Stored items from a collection
-- Opening Marker --

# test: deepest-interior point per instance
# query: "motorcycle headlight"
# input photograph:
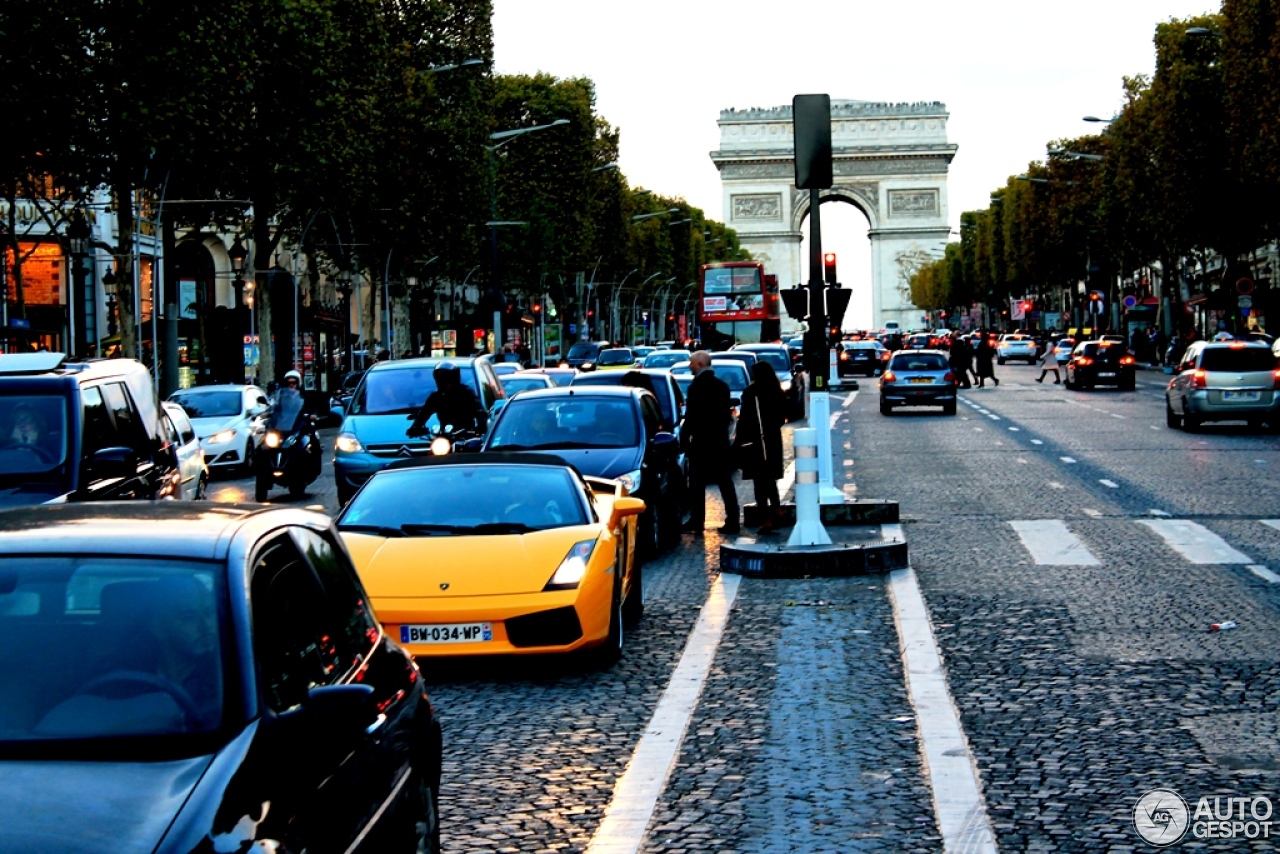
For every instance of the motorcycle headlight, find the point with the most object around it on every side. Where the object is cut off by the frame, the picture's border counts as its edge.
(631, 480)
(348, 443)
(571, 570)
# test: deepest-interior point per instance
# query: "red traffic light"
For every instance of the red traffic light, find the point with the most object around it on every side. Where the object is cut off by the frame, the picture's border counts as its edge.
(828, 265)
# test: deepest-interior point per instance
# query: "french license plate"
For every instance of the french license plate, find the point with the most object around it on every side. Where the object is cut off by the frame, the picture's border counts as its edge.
(457, 633)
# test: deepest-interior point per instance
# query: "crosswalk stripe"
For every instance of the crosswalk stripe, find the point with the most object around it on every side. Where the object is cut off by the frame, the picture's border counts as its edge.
(1051, 543)
(1194, 542)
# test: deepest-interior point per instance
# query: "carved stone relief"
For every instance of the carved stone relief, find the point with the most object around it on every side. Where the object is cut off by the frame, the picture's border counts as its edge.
(913, 202)
(758, 206)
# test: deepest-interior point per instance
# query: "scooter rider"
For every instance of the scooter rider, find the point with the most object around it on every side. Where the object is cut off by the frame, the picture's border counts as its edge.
(452, 403)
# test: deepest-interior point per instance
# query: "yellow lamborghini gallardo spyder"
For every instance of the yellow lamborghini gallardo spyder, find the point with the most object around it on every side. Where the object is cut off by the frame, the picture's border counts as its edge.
(497, 553)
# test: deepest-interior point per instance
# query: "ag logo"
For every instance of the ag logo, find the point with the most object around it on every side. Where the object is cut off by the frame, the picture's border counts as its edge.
(1161, 817)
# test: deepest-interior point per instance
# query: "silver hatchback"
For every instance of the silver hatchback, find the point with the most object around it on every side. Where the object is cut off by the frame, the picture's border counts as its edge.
(918, 378)
(1229, 380)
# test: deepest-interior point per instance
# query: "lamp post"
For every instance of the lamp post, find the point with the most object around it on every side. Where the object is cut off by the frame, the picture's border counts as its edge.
(496, 297)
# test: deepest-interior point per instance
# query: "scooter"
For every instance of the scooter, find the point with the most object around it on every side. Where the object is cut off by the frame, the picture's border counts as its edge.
(289, 455)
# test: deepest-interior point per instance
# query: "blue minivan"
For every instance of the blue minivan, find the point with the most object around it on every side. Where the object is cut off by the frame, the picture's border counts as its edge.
(376, 418)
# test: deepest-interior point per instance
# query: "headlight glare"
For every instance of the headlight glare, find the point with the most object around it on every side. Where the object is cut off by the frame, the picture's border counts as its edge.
(571, 570)
(348, 443)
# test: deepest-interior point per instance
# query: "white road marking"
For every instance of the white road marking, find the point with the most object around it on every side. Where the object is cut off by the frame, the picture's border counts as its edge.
(1264, 572)
(1194, 542)
(635, 797)
(952, 776)
(1051, 543)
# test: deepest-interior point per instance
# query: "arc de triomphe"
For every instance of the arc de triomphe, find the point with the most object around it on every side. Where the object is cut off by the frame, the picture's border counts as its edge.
(888, 159)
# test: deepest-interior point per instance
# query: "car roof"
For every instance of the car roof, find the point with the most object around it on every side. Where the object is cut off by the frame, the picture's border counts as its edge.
(196, 530)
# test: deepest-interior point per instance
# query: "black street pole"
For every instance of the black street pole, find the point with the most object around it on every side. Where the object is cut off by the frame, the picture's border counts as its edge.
(816, 359)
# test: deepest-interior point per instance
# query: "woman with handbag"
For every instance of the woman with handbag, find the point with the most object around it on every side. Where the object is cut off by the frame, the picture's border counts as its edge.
(758, 441)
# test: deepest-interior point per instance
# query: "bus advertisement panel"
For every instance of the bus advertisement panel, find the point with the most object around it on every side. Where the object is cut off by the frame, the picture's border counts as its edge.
(739, 304)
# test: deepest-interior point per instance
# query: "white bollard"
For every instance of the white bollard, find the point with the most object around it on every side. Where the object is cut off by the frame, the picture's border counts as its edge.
(808, 530)
(819, 419)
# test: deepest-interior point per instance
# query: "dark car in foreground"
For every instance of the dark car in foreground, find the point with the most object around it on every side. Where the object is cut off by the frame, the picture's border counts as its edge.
(1233, 380)
(1101, 362)
(200, 677)
(918, 378)
(603, 432)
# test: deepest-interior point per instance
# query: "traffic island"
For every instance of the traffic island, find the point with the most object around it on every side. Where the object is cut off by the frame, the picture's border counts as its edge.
(855, 549)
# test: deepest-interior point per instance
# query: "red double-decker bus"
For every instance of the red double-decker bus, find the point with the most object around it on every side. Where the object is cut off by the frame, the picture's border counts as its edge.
(739, 305)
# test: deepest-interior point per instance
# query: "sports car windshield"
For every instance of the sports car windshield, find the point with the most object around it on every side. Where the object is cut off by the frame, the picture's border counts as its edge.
(101, 649)
(466, 499)
(562, 421)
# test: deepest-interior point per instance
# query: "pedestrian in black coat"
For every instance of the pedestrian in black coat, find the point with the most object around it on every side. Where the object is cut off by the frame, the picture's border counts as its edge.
(986, 361)
(759, 439)
(704, 437)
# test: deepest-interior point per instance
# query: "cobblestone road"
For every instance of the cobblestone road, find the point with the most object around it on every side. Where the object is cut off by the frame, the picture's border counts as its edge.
(1080, 685)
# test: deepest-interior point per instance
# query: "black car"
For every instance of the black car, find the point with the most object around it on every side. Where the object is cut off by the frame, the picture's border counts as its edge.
(860, 357)
(1101, 362)
(603, 432)
(81, 432)
(202, 677)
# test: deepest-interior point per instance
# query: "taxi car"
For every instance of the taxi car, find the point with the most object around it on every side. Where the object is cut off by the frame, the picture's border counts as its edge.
(497, 553)
(202, 677)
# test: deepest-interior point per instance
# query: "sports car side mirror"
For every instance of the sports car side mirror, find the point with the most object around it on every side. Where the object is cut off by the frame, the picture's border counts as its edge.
(624, 507)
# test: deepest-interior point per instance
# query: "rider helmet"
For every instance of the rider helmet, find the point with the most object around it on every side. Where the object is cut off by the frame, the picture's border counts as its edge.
(447, 374)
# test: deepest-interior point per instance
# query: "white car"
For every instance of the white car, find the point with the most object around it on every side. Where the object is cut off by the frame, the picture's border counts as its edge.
(229, 421)
(192, 470)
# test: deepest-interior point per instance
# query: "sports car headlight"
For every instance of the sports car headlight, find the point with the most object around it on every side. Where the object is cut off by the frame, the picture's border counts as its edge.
(348, 443)
(572, 567)
(631, 480)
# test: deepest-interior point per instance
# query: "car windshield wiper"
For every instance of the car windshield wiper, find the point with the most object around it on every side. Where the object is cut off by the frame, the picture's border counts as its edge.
(382, 530)
(412, 529)
(503, 528)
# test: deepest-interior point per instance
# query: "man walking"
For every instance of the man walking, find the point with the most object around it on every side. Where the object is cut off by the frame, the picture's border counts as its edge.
(705, 439)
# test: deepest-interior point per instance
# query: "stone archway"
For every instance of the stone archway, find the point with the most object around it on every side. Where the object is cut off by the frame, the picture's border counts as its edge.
(890, 160)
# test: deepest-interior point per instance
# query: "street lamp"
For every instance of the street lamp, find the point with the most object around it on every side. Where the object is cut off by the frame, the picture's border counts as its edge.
(501, 138)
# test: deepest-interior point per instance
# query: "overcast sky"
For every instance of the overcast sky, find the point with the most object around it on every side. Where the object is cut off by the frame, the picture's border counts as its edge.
(1013, 74)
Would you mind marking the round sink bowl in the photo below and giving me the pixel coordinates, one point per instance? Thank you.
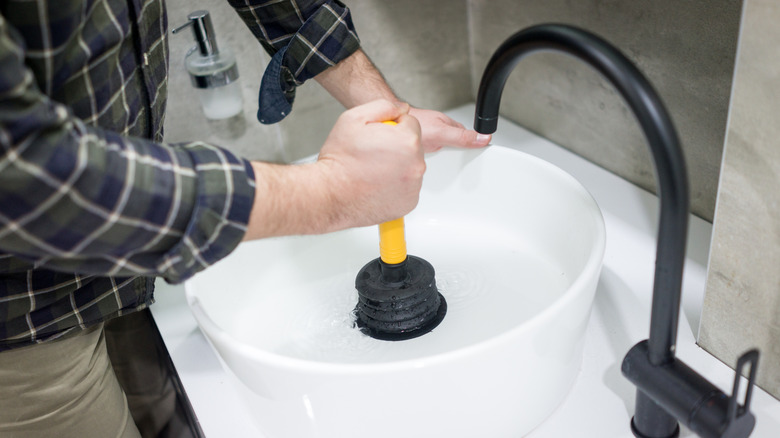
(517, 245)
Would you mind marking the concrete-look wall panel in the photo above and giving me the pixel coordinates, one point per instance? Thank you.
(420, 47)
(686, 49)
(742, 300)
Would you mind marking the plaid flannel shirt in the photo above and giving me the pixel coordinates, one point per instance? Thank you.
(92, 204)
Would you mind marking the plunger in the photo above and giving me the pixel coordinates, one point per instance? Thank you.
(397, 294)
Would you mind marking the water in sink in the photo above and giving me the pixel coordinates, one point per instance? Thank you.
(491, 282)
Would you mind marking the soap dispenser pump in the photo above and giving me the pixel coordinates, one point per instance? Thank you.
(214, 74)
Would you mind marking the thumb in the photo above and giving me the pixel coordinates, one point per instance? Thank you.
(382, 110)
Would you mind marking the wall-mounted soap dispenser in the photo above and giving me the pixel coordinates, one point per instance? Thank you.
(214, 74)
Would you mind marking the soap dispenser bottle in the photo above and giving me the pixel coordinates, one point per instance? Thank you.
(214, 74)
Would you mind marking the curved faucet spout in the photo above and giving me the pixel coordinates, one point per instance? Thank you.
(651, 364)
(661, 137)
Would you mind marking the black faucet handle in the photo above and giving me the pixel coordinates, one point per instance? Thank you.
(690, 398)
(739, 420)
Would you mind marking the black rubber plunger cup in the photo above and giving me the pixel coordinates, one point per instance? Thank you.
(397, 301)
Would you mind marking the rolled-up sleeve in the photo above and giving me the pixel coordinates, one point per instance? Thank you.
(304, 37)
(80, 199)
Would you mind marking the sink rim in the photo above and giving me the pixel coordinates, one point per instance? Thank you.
(293, 364)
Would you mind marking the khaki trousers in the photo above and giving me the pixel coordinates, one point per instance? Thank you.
(64, 388)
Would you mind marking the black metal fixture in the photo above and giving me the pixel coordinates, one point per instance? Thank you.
(668, 391)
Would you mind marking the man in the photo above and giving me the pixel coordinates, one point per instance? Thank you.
(93, 205)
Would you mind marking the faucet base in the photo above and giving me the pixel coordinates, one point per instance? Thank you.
(639, 434)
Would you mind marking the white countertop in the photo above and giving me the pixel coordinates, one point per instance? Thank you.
(601, 402)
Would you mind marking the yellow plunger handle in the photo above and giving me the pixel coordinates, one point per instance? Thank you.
(392, 241)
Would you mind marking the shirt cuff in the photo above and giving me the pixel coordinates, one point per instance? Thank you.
(218, 222)
(325, 38)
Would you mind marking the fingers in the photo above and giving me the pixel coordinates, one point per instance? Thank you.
(463, 138)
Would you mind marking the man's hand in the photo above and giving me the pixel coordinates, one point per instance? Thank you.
(368, 172)
(438, 131)
(355, 80)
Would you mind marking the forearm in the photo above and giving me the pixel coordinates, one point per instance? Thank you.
(367, 173)
(355, 81)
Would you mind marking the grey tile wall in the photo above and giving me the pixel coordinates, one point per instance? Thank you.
(742, 300)
(686, 49)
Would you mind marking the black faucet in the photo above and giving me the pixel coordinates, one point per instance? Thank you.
(668, 391)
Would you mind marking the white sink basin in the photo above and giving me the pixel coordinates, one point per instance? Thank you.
(517, 245)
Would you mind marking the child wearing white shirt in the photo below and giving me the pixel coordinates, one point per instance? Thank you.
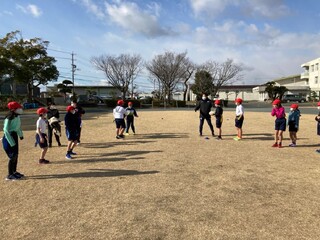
(239, 119)
(41, 134)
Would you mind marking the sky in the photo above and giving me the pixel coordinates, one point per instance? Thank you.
(269, 38)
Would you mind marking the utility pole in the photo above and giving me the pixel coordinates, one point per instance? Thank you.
(73, 69)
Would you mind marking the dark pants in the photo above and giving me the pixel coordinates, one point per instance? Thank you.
(130, 122)
(12, 153)
(208, 119)
(50, 133)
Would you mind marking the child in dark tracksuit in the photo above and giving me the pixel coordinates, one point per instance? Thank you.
(219, 119)
(293, 123)
(131, 113)
(317, 118)
(12, 131)
(205, 106)
(71, 121)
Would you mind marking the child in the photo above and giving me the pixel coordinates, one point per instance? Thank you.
(218, 114)
(280, 122)
(293, 123)
(317, 118)
(119, 113)
(41, 136)
(239, 118)
(71, 121)
(79, 111)
(12, 130)
(205, 105)
(54, 127)
(131, 113)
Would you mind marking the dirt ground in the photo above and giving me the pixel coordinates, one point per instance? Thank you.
(167, 182)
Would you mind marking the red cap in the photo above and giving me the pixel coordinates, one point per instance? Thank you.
(14, 105)
(276, 102)
(70, 108)
(238, 100)
(42, 111)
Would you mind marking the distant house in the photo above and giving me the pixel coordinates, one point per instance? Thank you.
(311, 74)
(231, 92)
(294, 84)
(101, 91)
(21, 89)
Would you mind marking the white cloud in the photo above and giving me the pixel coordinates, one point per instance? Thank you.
(93, 8)
(7, 13)
(133, 19)
(212, 8)
(31, 9)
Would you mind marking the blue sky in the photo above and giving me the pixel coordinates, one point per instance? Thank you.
(271, 38)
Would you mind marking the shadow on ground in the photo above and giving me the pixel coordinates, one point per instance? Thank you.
(111, 144)
(94, 173)
(107, 157)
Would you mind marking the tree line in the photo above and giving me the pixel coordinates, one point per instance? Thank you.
(27, 61)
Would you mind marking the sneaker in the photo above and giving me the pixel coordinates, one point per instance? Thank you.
(12, 178)
(43, 161)
(18, 175)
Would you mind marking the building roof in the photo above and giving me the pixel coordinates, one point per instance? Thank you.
(287, 78)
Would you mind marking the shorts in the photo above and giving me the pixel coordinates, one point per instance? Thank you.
(292, 127)
(280, 124)
(72, 135)
(120, 123)
(239, 122)
(45, 142)
(219, 121)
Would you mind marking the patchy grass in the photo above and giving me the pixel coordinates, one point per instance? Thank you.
(166, 182)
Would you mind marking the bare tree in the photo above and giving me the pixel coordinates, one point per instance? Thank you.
(189, 70)
(120, 70)
(169, 69)
(222, 73)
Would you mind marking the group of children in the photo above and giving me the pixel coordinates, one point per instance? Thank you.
(278, 111)
(205, 105)
(73, 124)
(120, 114)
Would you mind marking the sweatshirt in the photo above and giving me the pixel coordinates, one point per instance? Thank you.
(119, 112)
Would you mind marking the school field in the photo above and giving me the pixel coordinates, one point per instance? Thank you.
(167, 182)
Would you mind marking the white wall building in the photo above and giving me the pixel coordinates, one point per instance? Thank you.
(312, 74)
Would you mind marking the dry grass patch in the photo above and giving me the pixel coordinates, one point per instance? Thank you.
(166, 182)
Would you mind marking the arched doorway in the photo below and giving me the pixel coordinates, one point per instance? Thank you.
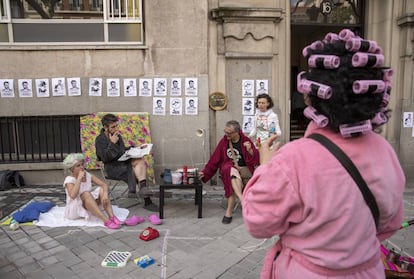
(310, 21)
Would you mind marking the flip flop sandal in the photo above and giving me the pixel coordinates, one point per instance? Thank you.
(153, 219)
(134, 220)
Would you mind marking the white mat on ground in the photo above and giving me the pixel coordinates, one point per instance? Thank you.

-- Closing Marker --

Repeat exactly the lines from the one containing "Would you mind marking the flip" through the last line of the records above, both included, and nothing else.

Response area
Would you mind marking the flip flop sandal in the photo above and giving me the pixel coordinates, one point per instance? Thank you.
(153, 219)
(134, 220)
Would you mind marking the white mat on ground in the photo above and giving me the pixel coordinates, one point per instance? Thank you.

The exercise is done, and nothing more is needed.